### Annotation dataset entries

····················

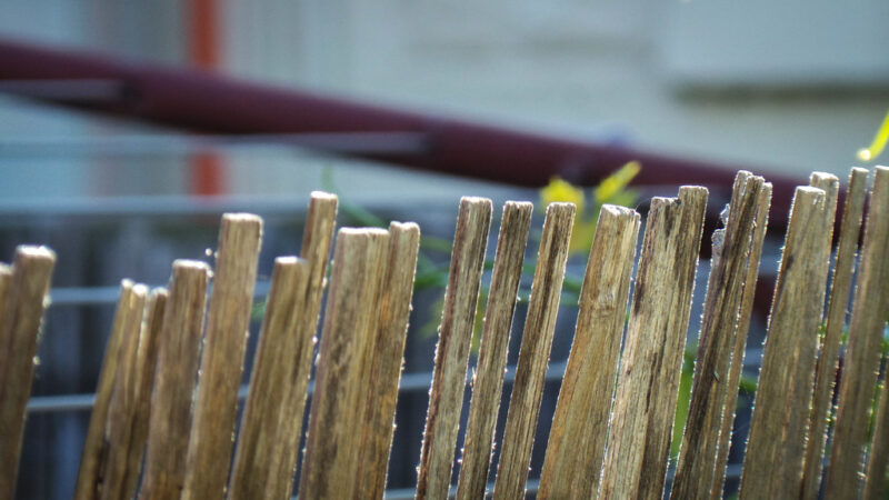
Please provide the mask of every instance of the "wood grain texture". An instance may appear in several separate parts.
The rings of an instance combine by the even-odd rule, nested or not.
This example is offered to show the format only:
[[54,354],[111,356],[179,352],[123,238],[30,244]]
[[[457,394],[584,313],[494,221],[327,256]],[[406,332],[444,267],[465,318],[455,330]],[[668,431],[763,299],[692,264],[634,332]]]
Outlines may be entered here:
[[633,210],[606,204],[599,212],[537,498],[598,490],[639,226]]
[[362,423],[389,233],[340,229],[318,353],[302,499],[357,498]]
[[620,363],[599,497],[663,494],[707,189],[655,198]]
[[209,279],[210,268],[204,262],[173,262],[151,389],[148,450],[139,491],[142,500],[179,499],[184,487]]
[[490,226],[491,200],[460,200],[420,450],[417,499],[448,497]]
[[262,244],[262,219],[257,216],[226,213],[221,226],[188,443],[184,500],[226,496]]
[[[837,380],[837,360],[846,324],[846,310],[852,283],[855,254],[861,231],[861,216],[865,211],[865,194],[868,171],[855,168],[849,173],[846,191],[846,206],[842,210],[840,237],[837,247],[833,279],[830,284],[825,336],[821,340],[815,372],[815,390],[809,412],[808,439],[802,469],[802,491],[800,498],[816,499],[821,486],[821,461],[827,443],[827,423],[833,401],[833,384]],[[816,186],[815,183],[812,186]],[[820,186],[816,186],[820,187]]]
[[[31,394],[37,346],[48,304],[56,253],[46,247],[19,247],[0,310],[0,499],[16,493],[26,407]],[[6,281],[7,279],[3,279]]]
[[797,498],[827,279],[827,194],[797,188],[772,297],[741,498]]
[[[267,486],[278,473],[276,462],[282,460],[281,453],[296,453],[296,450],[283,449],[286,441],[281,434],[288,428],[288,421],[302,420],[302,412],[291,413],[288,410],[293,408],[287,408],[282,402],[288,401],[292,386],[300,382],[304,394],[308,381],[308,367],[298,366],[298,361],[306,358],[306,350],[312,350],[313,336],[300,338],[297,333],[299,323],[309,321],[300,313],[309,290],[309,263],[296,257],[274,260],[250,391],[234,453],[229,487],[229,498],[232,500],[289,498],[289,491],[282,492]],[[293,378],[294,374],[298,379]]]
[[759,203],[763,183],[761,177],[738,172],[728,221],[720,230],[725,231],[723,240],[713,243],[688,418],[670,490],[672,499],[710,497],[727,393],[720,380],[729,379],[750,243],[757,230],[757,212],[762,210]]
[[[120,306],[123,310],[119,308],[118,311],[126,316],[122,328],[123,340],[117,352],[118,361],[113,367],[116,368],[112,373],[113,390],[101,436],[100,460],[92,498],[127,498],[122,489],[127,476],[127,454],[132,439],[133,420],[139,409],[137,356],[147,298],[148,288],[143,284],[134,284],[126,293],[121,293]],[[109,363],[103,364],[103,368],[109,367]]]
[[488,483],[491,444],[500,410],[509,336],[512,330],[512,317],[516,312],[532,211],[531,203],[507,201],[503,206],[491,288],[479,342],[479,360],[472,381],[469,421],[463,440],[463,461],[457,483],[457,498],[461,500],[482,498]]
[[300,307],[300,317],[296,324],[294,336],[300,339],[299,350],[293,351],[296,363],[286,398],[281,401],[280,417],[287,428],[280,433],[280,448],[273,471],[268,478],[266,490],[269,498],[290,498],[293,490],[293,474],[297,471],[299,444],[302,438],[303,413],[306,412],[306,390],[312,369],[316,333],[321,314],[321,298],[327,286],[327,270],[330,262],[330,249],[333,244],[333,231],[337,227],[336,194],[313,191],[309,201],[309,213],[306,217],[306,230],[302,233],[300,258],[309,263],[309,282]]
[[837,419],[825,479],[825,497],[858,494],[868,419],[880,363],[880,342],[889,300],[889,169],[875,168],[858,281],[842,363]]
[[136,413],[132,419],[128,452],[126,457],[122,457],[127,461],[127,466],[121,481],[121,494],[116,498],[132,498],[141,472],[142,457],[148,439],[148,419],[151,414],[151,389],[154,384],[163,312],[168,297],[167,289],[156,288],[148,298],[148,310],[142,331],[139,334],[139,349],[136,356]]
[[362,422],[356,476],[362,481],[357,492],[363,498],[381,499],[386,489],[419,250],[419,226],[412,222],[392,222],[389,226],[389,249],[378,306],[377,339],[370,356],[370,374],[367,380],[369,390],[362,402],[366,418]]
[[535,444],[543,379],[556,332],[559,299],[568,261],[568,246],[575,222],[573,203],[550,203],[543,222],[543,236],[537,253],[531,300],[525,320],[516,381],[509,399],[506,430],[500,446],[493,498],[525,496],[528,466]]
[[741,291],[741,307],[738,313],[738,327],[735,333],[735,348],[731,353],[731,366],[728,380],[725,384],[725,404],[722,406],[721,423],[719,426],[719,446],[717,447],[713,481],[710,486],[710,498],[722,498],[726,482],[726,469],[731,450],[731,434],[735,428],[735,409],[738,404],[738,384],[743,370],[745,351],[747,350],[747,333],[750,329],[750,314],[753,310],[759,264],[762,257],[762,243],[766,241],[766,230],[769,222],[769,208],[771,207],[771,184],[766,182],[759,192],[757,203],[756,232],[750,242],[750,257],[748,259],[747,278]]

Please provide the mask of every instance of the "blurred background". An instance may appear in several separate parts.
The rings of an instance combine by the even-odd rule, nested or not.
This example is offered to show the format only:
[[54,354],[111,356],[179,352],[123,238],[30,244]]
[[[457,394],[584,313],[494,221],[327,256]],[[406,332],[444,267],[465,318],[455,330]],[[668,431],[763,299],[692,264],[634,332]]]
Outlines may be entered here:
[[[813,170],[845,180],[889,108],[887,19],[885,0],[8,0],[0,2],[0,38],[403,110],[420,122],[456,117],[485,130],[618,148],[628,160],[633,151],[675,160],[672,170],[655,176],[659,186],[682,173],[686,161],[729,172],[729,180],[740,166],[806,183]],[[428,138],[410,130],[314,137],[321,148],[304,147],[304,134],[264,130],[198,136],[187,119],[149,123],[138,109],[109,116],[47,101],[112,99],[120,90],[113,81],[41,87],[17,71],[0,64],[0,257],[9,259],[21,243],[59,253],[38,397],[93,390],[119,280],[163,284],[174,258],[206,259],[222,211],[266,217],[260,276],[268,279],[274,256],[298,251],[312,190],[333,190],[386,220],[417,220],[424,233],[450,238],[460,196],[487,196],[496,204],[536,200],[551,173],[595,179],[578,173],[586,163],[548,164],[517,181],[510,164],[483,176],[455,168],[463,173],[457,176],[383,161],[424,147]],[[218,126],[237,129],[240,118],[223,116]],[[642,161],[643,173],[655,169]],[[711,188],[711,204],[721,207],[730,184],[701,182]],[[660,192],[640,189],[643,198]],[[765,273],[775,272],[780,238],[773,234]],[[706,271],[702,261],[701,279]],[[418,328],[436,319],[422,304],[437,296],[427,296],[417,299],[411,323]],[[692,312],[690,331],[697,332],[698,317]],[[521,318],[520,308],[517,332]],[[557,336],[555,363],[567,358],[571,323],[560,322],[566,331]],[[755,351],[761,334],[751,332]],[[428,373],[434,338],[410,339],[407,371]],[[510,364],[517,353],[513,342]],[[756,363],[756,353],[748,358]],[[552,380],[541,421],[558,394],[558,376]],[[416,418],[399,421],[393,490],[416,480],[428,384],[417,386],[399,402],[399,416]],[[70,497],[88,421],[83,401],[32,406],[18,498]],[[540,429],[538,442],[547,432],[548,426]],[[532,478],[542,462],[535,453]]]

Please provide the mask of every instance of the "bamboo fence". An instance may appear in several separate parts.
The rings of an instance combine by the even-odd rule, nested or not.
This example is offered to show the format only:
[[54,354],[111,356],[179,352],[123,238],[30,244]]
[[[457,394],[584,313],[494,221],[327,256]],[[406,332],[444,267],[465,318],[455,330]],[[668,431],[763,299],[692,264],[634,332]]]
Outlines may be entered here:
[[[878,373],[889,307],[889,169],[873,169],[870,190],[868,176],[852,169],[842,198],[839,180],[825,173],[796,191],[740,498],[886,494],[889,394]],[[715,232],[688,418],[679,456],[670,457],[707,198],[705,188],[682,187],[676,198],[653,199],[641,246],[639,213],[613,206],[600,211],[546,443],[536,443],[535,433],[575,207],[546,208],[498,440],[532,212],[527,202],[503,206],[458,453],[493,212],[490,200],[461,201],[417,450],[418,499],[522,498],[535,446],[546,450],[537,498],[722,497],[771,186],[738,172]],[[238,387],[262,220],[223,216],[212,270],[176,261],[167,289],[123,280],[74,498],[286,499],[294,487],[306,499],[383,497],[420,229],[392,222],[334,231],[336,217],[337,198],[314,193],[302,254],[274,262],[240,426]],[[50,250],[21,247],[12,266],[0,267],[0,500],[14,493],[53,264]],[[492,467],[495,446],[500,453]]]

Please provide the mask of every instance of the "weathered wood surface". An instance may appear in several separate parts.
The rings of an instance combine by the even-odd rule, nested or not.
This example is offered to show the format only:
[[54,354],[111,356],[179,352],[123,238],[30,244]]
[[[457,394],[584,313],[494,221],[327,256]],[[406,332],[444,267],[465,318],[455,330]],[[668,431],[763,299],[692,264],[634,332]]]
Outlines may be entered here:
[[655,198],[642,241],[599,497],[663,494],[707,189]]
[[226,496],[262,243],[262,219],[257,216],[227,213],[221,226],[188,443],[184,500]]
[[639,226],[633,210],[606,204],[599,212],[537,498],[598,490]]
[[525,320],[516,381],[509,400],[506,430],[497,467],[493,498],[525,494],[528,466],[535,444],[537,418],[543,397],[543,380],[556,332],[568,246],[575,222],[573,203],[550,203],[537,253],[531,301]]
[[889,300],[889,168],[875,168],[858,280],[842,363],[825,498],[858,494],[868,419]]
[[[151,291],[148,298],[148,311],[139,334],[139,349],[136,357],[136,414],[132,420],[132,433],[127,444],[127,466],[121,481],[121,494],[116,498],[132,498],[139,480],[142,457],[148,439],[148,418],[151,412],[151,389],[154,384],[158,353],[160,351],[163,312],[167,308],[168,293],[163,288]],[[112,497],[109,497],[112,498]]]
[[[284,398],[280,401],[280,412],[286,422],[279,438],[280,443],[274,458],[276,471],[271,472],[266,483],[268,498],[290,498],[293,490],[293,474],[297,471],[300,439],[302,438],[303,413],[306,410],[306,390],[312,369],[316,333],[321,314],[321,298],[327,283],[327,270],[330,261],[330,249],[333,244],[333,231],[337,227],[336,194],[313,191],[309,201],[309,213],[306,217],[306,230],[302,233],[300,258],[309,263],[308,290],[300,306],[294,331],[298,339],[297,350],[290,362],[291,381]],[[277,383],[277,381],[272,382]]]
[[179,499],[184,487],[209,278],[210,268],[204,262],[173,262],[151,389],[148,450],[139,491],[142,500]]
[[809,412],[809,431],[802,469],[800,498],[803,499],[816,499],[821,486],[821,459],[827,443],[827,422],[833,401],[833,384],[837,380],[837,354],[842,338],[842,328],[846,324],[855,256],[861,231],[861,216],[865,211],[867,177],[867,170],[852,169],[849,173],[849,187],[846,190],[846,206],[842,210],[833,279],[830,284],[830,303],[815,371],[815,390]]
[[378,304],[377,341],[370,356],[369,390],[362,401],[366,418],[357,473],[362,484],[356,492],[363,498],[382,498],[386,489],[419,250],[419,226],[412,222],[392,222],[389,226],[389,249]]
[[318,353],[306,457],[300,474],[302,499],[353,498],[361,428],[378,304],[389,233],[380,229],[340,229],[330,293]]
[[775,286],[747,442],[741,498],[797,498],[821,322],[828,206],[823,190],[800,187]]
[[[31,394],[37,346],[56,253],[19,247],[0,303],[0,500],[16,493],[26,407]],[[3,274],[7,274],[3,272]]]
[[[291,384],[298,384],[303,378],[308,380],[308,367],[297,366],[298,360],[307,358],[303,351],[313,348],[313,336],[299,338],[297,334],[298,324],[308,321],[300,314],[308,282],[307,261],[296,257],[276,259],[234,453],[231,499],[282,498],[281,491],[267,486],[274,482],[276,461],[281,460],[284,442],[281,432],[290,419],[302,420],[302,412],[284,411],[282,402]],[[302,377],[294,379],[294,372]],[[302,381],[303,393],[306,381]],[[296,453],[296,450],[289,451]],[[289,491],[284,496],[289,497]]]
[[466,389],[469,347],[476,317],[491,201],[483,198],[460,200],[453,238],[453,253],[444,290],[436,367],[429,392],[429,410],[420,450],[417,499],[443,499],[450,489],[457,431]]
[[722,498],[726,482],[726,470],[731,449],[731,434],[735,428],[735,409],[738,404],[738,384],[743,370],[745,351],[747,350],[747,334],[750,329],[750,314],[753,310],[753,298],[759,278],[759,264],[762,257],[762,244],[766,240],[766,230],[769,222],[769,208],[771,207],[771,184],[766,182],[759,192],[757,203],[756,232],[750,242],[750,257],[748,259],[747,278],[741,291],[741,307],[738,314],[738,327],[735,332],[735,348],[731,353],[729,377],[723,387],[725,403],[722,406],[721,423],[719,426],[719,444],[717,447],[713,480],[710,486],[710,498]]
[[757,212],[763,210],[759,204],[763,183],[761,177],[738,172],[726,228],[715,233],[716,238],[721,234],[722,241],[713,242],[688,418],[670,490],[672,499],[710,497],[727,393],[725,382],[729,380]]
[[104,367],[114,369],[114,372],[111,373],[113,389],[111,401],[108,404],[107,420],[100,436],[102,441],[99,447],[100,460],[91,498],[126,498],[121,490],[127,476],[127,454],[138,410],[139,389],[136,364],[147,298],[148,288],[143,284],[131,286],[129,290],[121,293],[118,311],[126,317],[120,332],[123,339],[116,354],[117,363],[113,366],[104,363]]
[[461,500],[482,498],[488,483],[491,444],[532,211],[531,203],[507,201],[503,206],[457,484],[457,498]]

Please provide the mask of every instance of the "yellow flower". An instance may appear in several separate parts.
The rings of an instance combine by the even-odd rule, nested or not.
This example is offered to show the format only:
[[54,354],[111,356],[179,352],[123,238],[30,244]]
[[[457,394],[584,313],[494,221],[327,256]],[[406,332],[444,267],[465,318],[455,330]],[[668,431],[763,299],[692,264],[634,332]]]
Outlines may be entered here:
[[889,111],[886,112],[886,118],[882,119],[882,124],[877,130],[873,137],[873,142],[870,148],[861,148],[858,150],[858,159],[861,161],[873,161],[882,153],[886,148],[886,142],[889,141]]

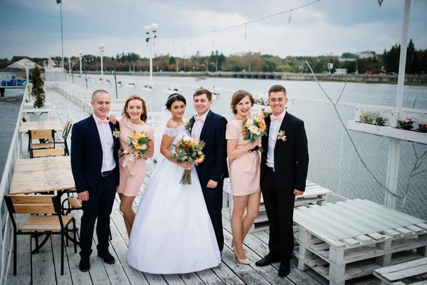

····················

### Brief
How many lines in the material above contain the string "wood"? Reply with the number alone.

### Final result
2